──────── Exercise input ────────

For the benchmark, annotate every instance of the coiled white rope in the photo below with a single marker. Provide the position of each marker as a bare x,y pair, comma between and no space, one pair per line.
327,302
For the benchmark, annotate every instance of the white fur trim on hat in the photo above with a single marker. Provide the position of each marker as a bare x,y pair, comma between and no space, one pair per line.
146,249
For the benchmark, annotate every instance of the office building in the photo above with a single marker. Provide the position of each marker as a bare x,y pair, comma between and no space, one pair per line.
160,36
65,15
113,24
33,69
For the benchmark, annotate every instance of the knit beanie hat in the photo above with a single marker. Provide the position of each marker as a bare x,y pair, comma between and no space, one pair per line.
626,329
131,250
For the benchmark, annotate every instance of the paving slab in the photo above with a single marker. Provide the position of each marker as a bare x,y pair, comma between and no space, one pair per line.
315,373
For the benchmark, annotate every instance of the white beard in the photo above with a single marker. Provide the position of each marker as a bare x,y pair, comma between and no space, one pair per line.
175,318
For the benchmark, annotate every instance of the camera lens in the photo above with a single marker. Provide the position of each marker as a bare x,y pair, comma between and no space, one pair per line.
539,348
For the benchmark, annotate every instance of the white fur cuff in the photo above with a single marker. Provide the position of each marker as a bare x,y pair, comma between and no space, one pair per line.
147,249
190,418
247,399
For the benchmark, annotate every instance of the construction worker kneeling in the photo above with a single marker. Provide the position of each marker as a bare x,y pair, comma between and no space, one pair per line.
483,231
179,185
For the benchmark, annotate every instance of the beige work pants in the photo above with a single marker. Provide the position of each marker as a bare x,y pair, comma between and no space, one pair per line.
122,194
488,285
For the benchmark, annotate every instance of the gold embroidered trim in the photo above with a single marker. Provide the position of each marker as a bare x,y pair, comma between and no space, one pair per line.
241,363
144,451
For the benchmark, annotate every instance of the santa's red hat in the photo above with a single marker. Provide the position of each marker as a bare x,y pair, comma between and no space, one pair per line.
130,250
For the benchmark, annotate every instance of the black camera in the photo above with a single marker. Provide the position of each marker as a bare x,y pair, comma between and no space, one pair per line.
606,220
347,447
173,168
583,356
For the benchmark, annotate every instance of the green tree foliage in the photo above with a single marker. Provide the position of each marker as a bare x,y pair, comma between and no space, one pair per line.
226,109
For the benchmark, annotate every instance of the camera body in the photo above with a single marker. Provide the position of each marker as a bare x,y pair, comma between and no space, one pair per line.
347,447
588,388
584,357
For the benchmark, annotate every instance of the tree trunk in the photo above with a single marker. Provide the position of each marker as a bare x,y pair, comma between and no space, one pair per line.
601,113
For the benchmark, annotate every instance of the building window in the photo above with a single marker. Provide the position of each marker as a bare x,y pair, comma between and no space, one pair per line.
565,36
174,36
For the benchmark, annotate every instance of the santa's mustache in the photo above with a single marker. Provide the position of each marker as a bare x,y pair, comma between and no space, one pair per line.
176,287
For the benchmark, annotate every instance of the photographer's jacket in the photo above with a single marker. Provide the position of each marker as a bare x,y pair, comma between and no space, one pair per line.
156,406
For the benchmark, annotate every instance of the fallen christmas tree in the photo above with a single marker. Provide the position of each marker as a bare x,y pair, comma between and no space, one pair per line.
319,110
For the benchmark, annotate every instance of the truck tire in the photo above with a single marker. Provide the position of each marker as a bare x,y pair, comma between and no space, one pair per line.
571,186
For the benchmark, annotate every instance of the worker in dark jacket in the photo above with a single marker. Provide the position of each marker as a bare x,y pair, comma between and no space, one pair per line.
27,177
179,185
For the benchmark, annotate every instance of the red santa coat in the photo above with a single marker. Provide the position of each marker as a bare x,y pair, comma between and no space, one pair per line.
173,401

────────

Repeat every line of the material exactly as given.

> _The reply_
For the benchmark, annotate every instance of the coiled white rope in the photo below with a single marker. Provide the position of each marker as a bare x,y pair, comma between and no space, one pair per line.
327,302
For the benchmark, annotate every instance of the white fur trim on hat in the photo above with a single marker. Provide the position of each marker as a bare x,y pair, comma between and no space, one pair per line.
146,249
For the benchmark, annotate every instance of the office building in the photo above with a single marker. Provide the position of each marker as a bare x,y pair, comma between and no space, one pair per line.
160,36
65,15
113,24
33,69
For the benchmark, annotate every instance of the knit beanie hat in the photo above with a single marker. Provide the position of each marker as a bare x,y pair, comma between and no space, one pair per line.
626,329
131,250
For the benchmark, annotate every instance of the paving slab in the photo above with a single marker. Provide the position of each marker as a bare x,y pair, comma between and no space, one pair per line.
315,373
For the benchmark, annotate every instance of the white beard in the photo above with a single marker. Provide the position of each marker as a bare x,y pair, comma between and no space, one pair per line.
175,318
For the benchmark, annotate every instance of the camera lens in the photo above with a single marker. Provide the position of each marker as a bare x,y pair, comma between and no space, one pair per line.
539,348
For the benchmark, annotate every instance of the white fur cuff in the photo above with a single marker. Provide the position of each marker as a bare x,y pair, comma between and no space, one pair per line.
147,249
190,418
247,399
For the benchmark, annotate every instance of the construction worker kneeling in the photo above with a single marker. Provide the position of each marker as a bare x,y pair, comma between and no space, one pair per line.
483,231
179,185
For the benchmark, annotate every instance of the beige work pants in the photo above with a single marker. Provide the position of each marker as a bare x,y pair, comma between and no space, one pair per line.
122,194
488,285
For the benchmark, annotate every instance of the gold embroidered trim in the photo above with a single marker. Provide the position of each marker as a bare x,y pair, comma between and no space, one pair per line.
241,363
144,451
For the benchmark, annotate every instance of the santa's red hat in the photo above with a single marker. Provide the position of each marker as a bare x,y pair, comma between and no space, one pair per line.
130,250
For the benchmark, annotate every instance of the black camera in the photo above with a single marker. Provide the position of each marker as a bare x,y pair, comma between and no space, one pair per line.
606,220
347,447
173,168
583,356
For the benchmark, annotate every instance of the green tree foliage in the photo above with a single marker. Provide the position of each marker as a bare x,y pair, comma between and no space, one pair per line.
226,109
For the benchmark, annotate every instance of the camera body in the photo above with a single marker. Provide the position of each marker as a bare x,y pair, comma between and no space, one pair per line.
347,447
588,388
584,357
For the benchmark, annotate every instance of the tree trunk in the photo above with a single marker. Provide the position of each marker as a bare x,y pair, comma between and no space, one pair per line.
601,113
For the benchmark, annotate every instance of the building window in the photo above with a single marker. Provide the position of each marker as a bare x,y pair, comma between and no space, one pair per line.
565,36
174,36
For the benchmark, annotate every instance of the santa's mustache in the photo above with a single marker. Provide the position of each marker as a bare x,y pair, comma between and no space, one pair per line.
176,287
For the benchmark, annotate every instance of the photographer's jacket in the photo above with a single marker. Provide the position of each marker as a bare x,y pair, comma between and no space, one pair per line.
156,406
For the benchmark, annotate every instance of the fallen christmas tree in the photo above with a single marker. Provide the position of each marker as a bare x,y pair, comma between and no space, one pair per line.
319,110
For the benchmark, annotate every instance of the truck tire in the photo above with a single marker. Provide the position of each marker as a bare x,y pair, comma between and no space, one pair per line.
571,186
For the benchmark, annotate every instance of the worker in dark jacket in the photo above with a single marker. Provide the position of each marker as a bare x,y pair, comma between and no space, one pair per line.
27,177
179,185
For the benchmark, annotate every instance of the red santa coat in the photo above with a single marker. Provide the position of each marker as a bare x,y pair, comma between and no space, one pair per line.
173,401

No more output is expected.